(Stored items)
====================

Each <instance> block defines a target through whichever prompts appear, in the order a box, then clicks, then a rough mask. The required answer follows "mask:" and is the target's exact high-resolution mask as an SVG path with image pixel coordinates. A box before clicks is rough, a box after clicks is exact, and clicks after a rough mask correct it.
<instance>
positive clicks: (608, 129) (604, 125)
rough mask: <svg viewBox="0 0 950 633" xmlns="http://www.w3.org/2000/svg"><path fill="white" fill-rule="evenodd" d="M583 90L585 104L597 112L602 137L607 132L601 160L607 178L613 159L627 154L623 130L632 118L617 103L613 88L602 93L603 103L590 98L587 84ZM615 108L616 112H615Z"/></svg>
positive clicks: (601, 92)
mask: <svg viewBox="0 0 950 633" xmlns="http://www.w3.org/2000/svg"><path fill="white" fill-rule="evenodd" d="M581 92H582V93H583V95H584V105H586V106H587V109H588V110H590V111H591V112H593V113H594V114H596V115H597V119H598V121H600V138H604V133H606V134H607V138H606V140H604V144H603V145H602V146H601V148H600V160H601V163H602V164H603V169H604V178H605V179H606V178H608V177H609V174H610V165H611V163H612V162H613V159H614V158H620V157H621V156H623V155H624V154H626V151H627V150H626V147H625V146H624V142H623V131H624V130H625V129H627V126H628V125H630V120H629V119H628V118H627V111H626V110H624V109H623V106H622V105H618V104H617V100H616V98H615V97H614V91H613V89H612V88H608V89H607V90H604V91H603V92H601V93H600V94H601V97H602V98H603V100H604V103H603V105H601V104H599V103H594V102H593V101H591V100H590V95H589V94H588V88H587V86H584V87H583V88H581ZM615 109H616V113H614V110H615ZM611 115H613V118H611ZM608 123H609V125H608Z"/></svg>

====================

- WHAT TO PRODUCE -
Your reply should be an exact copy of every line from the line with "positive clicks: (608, 129) (604, 125)" through the final line of the data, and nothing more.

- RESPONSE AREA -
positive clicks: (608, 129) (604, 125)
rough mask: <svg viewBox="0 0 950 633" xmlns="http://www.w3.org/2000/svg"><path fill="white" fill-rule="evenodd" d="M583 90L585 104L597 112L602 137L607 132L601 160L607 178L613 159L627 154L623 130L632 118L617 103L613 88L602 93L603 103L590 98L587 84ZM615 108L616 112H615Z"/></svg>
positive clicks: (601, 92)
mask: <svg viewBox="0 0 950 633" xmlns="http://www.w3.org/2000/svg"><path fill="white" fill-rule="evenodd" d="M581 92H582V93H583V95H584V105H586V106H587V109H588V110H590V111H591V112H593V113H594V114H596V115H597V119H598V121H600V138H604V133H606V134H607V138H606V140H604V144H603V145H602V146H601V148H600V160H601V163H602V164H603V169H604V178H605V179H606V178H608V177H609V174H610V165H611V163H612V162H613V159H614V158H620V157H621V156H623V155H624V154H626V151H627V150H626V147H625V146H624V142H623V131H624V130H625V129H627V126H628V125H630V120H629V119H628V118H627V111H626V110H624V109H623V106H622V105H618V104H617V100H616V98H615V97H614V91H613V89H612V88H608V89H607V90H604V91H603V92H601V93H600V94H601V97H602V98H603V100H604V103H603V105H601V104H599V103H594V102H593V101H591V100H590V95H589V94H588V88H587V86H584V87H583V88H581ZM615 109H616V113H614V110H615ZM611 115H613V118H611ZM608 123H609V125H608Z"/></svg>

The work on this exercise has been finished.